**Location identification entries:**
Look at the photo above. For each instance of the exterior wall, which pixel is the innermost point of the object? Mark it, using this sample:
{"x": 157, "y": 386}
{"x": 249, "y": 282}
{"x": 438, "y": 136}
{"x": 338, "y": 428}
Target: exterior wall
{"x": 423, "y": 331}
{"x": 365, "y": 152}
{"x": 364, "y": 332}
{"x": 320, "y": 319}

**Challenge:** Can you copy every one of the records above word for word, with no changes?

**Written response:**
Look at the photo above. For each instance of the exterior wall, which pixel is the innermost point of the object? Mark it, using this sample:
{"x": 157, "y": 386}
{"x": 249, "y": 282}
{"x": 438, "y": 136}
{"x": 338, "y": 428}
Target: exterior wall
{"x": 423, "y": 331}
{"x": 365, "y": 152}
{"x": 364, "y": 332}
{"x": 320, "y": 319}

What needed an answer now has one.